> **Materials provided**:
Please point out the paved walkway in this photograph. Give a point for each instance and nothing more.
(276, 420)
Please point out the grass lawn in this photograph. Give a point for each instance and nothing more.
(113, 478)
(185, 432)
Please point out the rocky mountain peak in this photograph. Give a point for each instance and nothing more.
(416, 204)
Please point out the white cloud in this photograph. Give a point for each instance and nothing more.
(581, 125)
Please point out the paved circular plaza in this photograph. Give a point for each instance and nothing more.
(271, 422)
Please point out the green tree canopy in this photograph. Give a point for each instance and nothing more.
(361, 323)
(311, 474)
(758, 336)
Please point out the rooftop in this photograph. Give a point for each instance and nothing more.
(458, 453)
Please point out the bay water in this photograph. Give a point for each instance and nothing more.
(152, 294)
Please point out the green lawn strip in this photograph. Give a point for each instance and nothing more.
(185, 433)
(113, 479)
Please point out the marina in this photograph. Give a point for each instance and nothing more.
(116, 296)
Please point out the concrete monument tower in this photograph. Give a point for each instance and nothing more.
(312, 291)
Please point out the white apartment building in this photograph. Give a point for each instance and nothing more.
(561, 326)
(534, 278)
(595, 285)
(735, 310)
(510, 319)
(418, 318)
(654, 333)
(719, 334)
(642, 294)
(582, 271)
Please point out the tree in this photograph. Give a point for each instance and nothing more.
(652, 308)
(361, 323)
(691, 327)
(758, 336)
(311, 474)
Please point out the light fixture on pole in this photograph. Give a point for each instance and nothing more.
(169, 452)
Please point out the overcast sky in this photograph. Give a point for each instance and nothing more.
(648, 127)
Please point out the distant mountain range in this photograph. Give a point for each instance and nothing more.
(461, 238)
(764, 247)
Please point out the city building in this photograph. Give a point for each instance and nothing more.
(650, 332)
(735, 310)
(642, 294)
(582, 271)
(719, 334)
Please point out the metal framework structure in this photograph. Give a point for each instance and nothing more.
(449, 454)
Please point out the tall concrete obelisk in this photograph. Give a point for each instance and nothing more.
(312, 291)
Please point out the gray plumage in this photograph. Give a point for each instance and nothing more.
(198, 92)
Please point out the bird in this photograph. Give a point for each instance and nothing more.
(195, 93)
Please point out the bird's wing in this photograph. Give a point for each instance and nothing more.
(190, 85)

> **Brief**:
Restate word for word the lines from the line containing "Please point out the metal" through the last line of the listing, inclusive, and nothing beyond them.

> **Result for this exercise**:
Please point out the metal framework structure in this photograph. Give a point for each instance and nothing more.
(449, 454)
Please point out the tall concrete obelisk in this photograph. Give a point for each instance and nothing more.
(312, 291)
Please point out the gray plumage in this photograph. Give a point for each instance and nothing more.
(198, 92)
Please point out the bird in this photograph. Give a point for each instance and nothing more.
(195, 93)
Please point out the bird's wing in this photograph. Give a point for each instance and nothing more.
(190, 85)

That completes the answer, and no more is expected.